## CONSIGNE DONNÉE
Mets à jour les lignes ci-dessous en remplaçant partout « Result » par « Output », sans rien toucher d'autre. Laisse les images de côté dans ta réponse.

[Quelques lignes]
────

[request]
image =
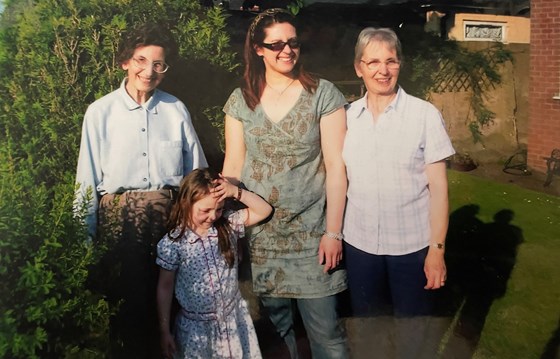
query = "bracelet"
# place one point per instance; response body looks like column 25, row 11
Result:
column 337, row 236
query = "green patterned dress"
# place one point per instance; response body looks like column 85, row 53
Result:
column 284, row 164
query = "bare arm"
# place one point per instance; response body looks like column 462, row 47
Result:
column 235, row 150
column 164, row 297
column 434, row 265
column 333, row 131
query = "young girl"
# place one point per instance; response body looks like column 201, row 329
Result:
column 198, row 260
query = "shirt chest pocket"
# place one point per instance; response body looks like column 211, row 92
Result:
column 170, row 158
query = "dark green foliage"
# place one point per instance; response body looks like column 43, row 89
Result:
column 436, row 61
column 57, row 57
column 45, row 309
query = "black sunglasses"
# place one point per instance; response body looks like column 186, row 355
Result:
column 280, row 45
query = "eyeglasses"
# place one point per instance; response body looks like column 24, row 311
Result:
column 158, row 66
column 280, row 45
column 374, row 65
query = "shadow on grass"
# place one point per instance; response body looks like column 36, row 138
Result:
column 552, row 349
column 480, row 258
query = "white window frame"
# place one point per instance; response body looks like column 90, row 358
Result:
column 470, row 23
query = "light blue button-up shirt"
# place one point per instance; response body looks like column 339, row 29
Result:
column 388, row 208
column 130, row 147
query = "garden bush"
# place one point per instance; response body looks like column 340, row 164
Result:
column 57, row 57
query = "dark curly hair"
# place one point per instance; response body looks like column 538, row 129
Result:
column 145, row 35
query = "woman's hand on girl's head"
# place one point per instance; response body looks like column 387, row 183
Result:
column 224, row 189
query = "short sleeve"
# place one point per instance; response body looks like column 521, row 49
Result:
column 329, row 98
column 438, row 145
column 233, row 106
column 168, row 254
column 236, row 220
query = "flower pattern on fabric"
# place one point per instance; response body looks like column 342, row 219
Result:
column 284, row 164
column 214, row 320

────

## RÉPONSE ATTENDUE
[request]
image =
query = "bracelet"
# place one point per instance; response body looks like column 25, row 11
Output:
column 337, row 236
query = "green patterned dress"
# place one point per instance; response body looks like column 85, row 53
Output:
column 284, row 164
query = "bare arm"
# place one point per instance; response body looks like column 462, row 47
Output:
column 235, row 150
column 164, row 297
column 434, row 265
column 333, row 131
query = "young girl"
# place one point per instance; response body looks like column 201, row 329
Output:
column 198, row 260
query = "shirt chest pocket"
# place one point per instance; response body looks like column 211, row 92
Output:
column 170, row 158
query = "dark green foliage"
# place one point per instance; response body looks like column 43, row 89
Output:
column 436, row 61
column 57, row 57
column 45, row 309
query = "black sunglasses"
# place one point per instance; response body looks like column 186, row 355
Output:
column 280, row 45
query = "eyeglasses"
# place one point per instance; response body looks like column 24, row 311
Output:
column 158, row 66
column 280, row 45
column 374, row 65
query = "shadow on grass"
# place one point per instance; response body looks like column 36, row 138
Output:
column 552, row 349
column 480, row 258
query = "white window frame"
# place one point per instance; response body looks like column 90, row 358
Output:
column 470, row 23
query = "light blue button-up shirt"
# place one point per instance; response body looks like column 339, row 29
Output:
column 388, row 208
column 130, row 147
query = "garden bush"
# place one point per instance; response body looks like column 340, row 164
Output:
column 57, row 57
query = "dark curly hair"
# place one point per instance; response body looks like column 538, row 129
Output:
column 145, row 35
query = "woman's hand on girl's head"
# place one point per instance; response body looks like column 387, row 183
Output:
column 224, row 189
query = "short sleeve"
# place one point per instance; response body looks like column 521, row 49
Output:
column 329, row 98
column 438, row 145
column 233, row 106
column 168, row 254
column 236, row 220
query = "flower pattern on fabric"
# place one point per instance; response body looks like column 342, row 219
Output:
column 284, row 164
column 214, row 320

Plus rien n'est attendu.